Can you output the lines below as a JSON list of strings, one string per line, with blank lines dropped? Leave the pictures out.

Entries supplied
%%

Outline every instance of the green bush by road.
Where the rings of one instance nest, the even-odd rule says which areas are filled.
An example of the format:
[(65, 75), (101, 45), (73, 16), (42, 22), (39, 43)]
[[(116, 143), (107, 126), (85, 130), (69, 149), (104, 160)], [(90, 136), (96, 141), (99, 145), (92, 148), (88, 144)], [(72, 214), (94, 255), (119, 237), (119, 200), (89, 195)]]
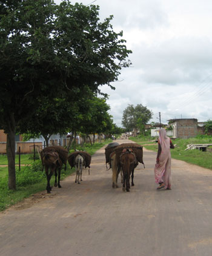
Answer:
[[(78, 147), (78, 150), (86, 150), (93, 155), (97, 150), (101, 149), (104, 144), (110, 143), (111, 140), (106, 140), (102, 143), (96, 143), (94, 145), (85, 144), (83, 147)], [(40, 160), (35, 162), (30, 157), (31, 155), (22, 155), (21, 163), (25, 163), (25, 166), (21, 166), (21, 170), (16, 166), (16, 190), (10, 190), (8, 189), (8, 170), (7, 167), (0, 167), (0, 211), (7, 208), (12, 204), (22, 200), (35, 193), (45, 190), (47, 181), (45, 172), (42, 172), (42, 165)], [(29, 159), (30, 158), (30, 159)], [(18, 161), (17, 161), (18, 159)], [(18, 164), (18, 156), (16, 158), (16, 164)], [(92, 161), (91, 161), (92, 164)], [(0, 155), (0, 165), (7, 164), (6, 155)], [(61, 180), (75, 172), (75, 169), (71, 169), (67, 164), (67, 169), (61, 170)], [(55, 178), (51, 179), (51, 186), (53, 185)]]
[[(147, 149), (157, 150), (157, 143), (154, 141), (154, 138), (151, 139), (151, 141), (150, 141), (150, 138), (147, 140), (148, 141), (147, 141), (147, 138), (142, 136), (130, 137), (130, 140), (141, 145), (145, 145), (144, 147)], [(173, 158), (212, 170), (212, 152), (202, 152), (197, 149), (185, 150), (189, 144), (212, 144), (212, 136), (197, 136), (187, 140), (175, 139), (172, 140), (172, 142), (175, 145), (174, 149), (171, 149)]]

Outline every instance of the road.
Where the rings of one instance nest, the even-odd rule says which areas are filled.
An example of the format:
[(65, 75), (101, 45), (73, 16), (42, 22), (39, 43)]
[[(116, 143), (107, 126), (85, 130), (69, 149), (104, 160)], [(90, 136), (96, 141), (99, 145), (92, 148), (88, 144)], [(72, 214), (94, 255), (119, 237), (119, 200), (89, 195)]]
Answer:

%%

Response to the exercise
[
  "Outline every instance of the green bush by road.",
  "Where the rings of one instance nest, the even-odd rule says which areas are filled.",
  "An example of the format:",
  "[(65, 75), (101, 45), (73, 16), (42, 22), (39, 43)]",
  "[[(116, 143), (107, 126), (85, 130), (69, 149), (104, 160)], [(90, 136), (96, 141), (99, 145), (92, 148), (88, 144)], [(72, 214), (94, 255), (119, 237), (119, 200), (89, 195)]]",
  "Answer:",
  "[[(78, 147), (78, 150), (86, 150), (93, 155), (97, 150), (101, 149), (104, 144), (110, 143), (111, 140), (106, 140), (102, 143), (96, 143), (94, 145), (85, 144), (83, 147)], [(40, 160), (35, 162), (30, 157), (31, 155), (22, 155), (21, 163), (25, 163), (25, 166), (21, 166), (21, 170), (16, 166), (16, 190), (10, 190), (8, 189), (8, 170), (7, 167), (0, 167), (0, 211), (7, 208), (12, 204), (22, 200), (35, 193), (45, 190), (47, 181), (45, 172), (42, 172), (42, 165)], [(29, 159), (30, 158), (30, 159)], [(18, 161), (17, 161), (18, 159)], [(18, 164), (18, 156), (16, 158), (16, 164)], [(92, 161), (91, 161), (92, 164)], [(0, 155), (0, 165), (7, 164), (6, 155)], [(61, 180), (75, 172), (75, 169), (71, 169), (67, 164), (67, 169), (61, 170)], [(55, 178), (51, 179), (51, 186), (53, 185)]]",
  "[[(147, 149), (157, 150), (157, 143), (154, 141), (154, 138), (151, 139), (151, 141), (150, 141), (150, 138), (147, 140), (148, 141), (147, 141), (147, 138), (142, 136), (130, 137), (130, 140), (141, 145), (145, 145), (144, 147)], [(173, 158), (212, 170), (212, 152), (202, 152), (197, 149), (185, 150), (189, 144), (212, 144), (212, 136), (197, 136), (187, 140), (175, 139), (172, 140), (172, 142), (175, 145), (174, 149), (171, 149)]]",
  "Outline every instance of the road.",
  "Where the rings of one instance nest, the even-odd rule says which areas are filled.",
  "An example of the format:",
  "[(65, 75), (101, 45), (73, 16), (42, 22), (39, 43)]",
  "[[(116, 143), (107, 126), (85, 130), (69, 149), (104, 160)], [(90, 136), (96, 141), (99, 145), (92, 148), (88, 144)], [(72, 214), (94, 255), (119, 237), (119, 200), (89, 195)]]",
  "Answer:"
]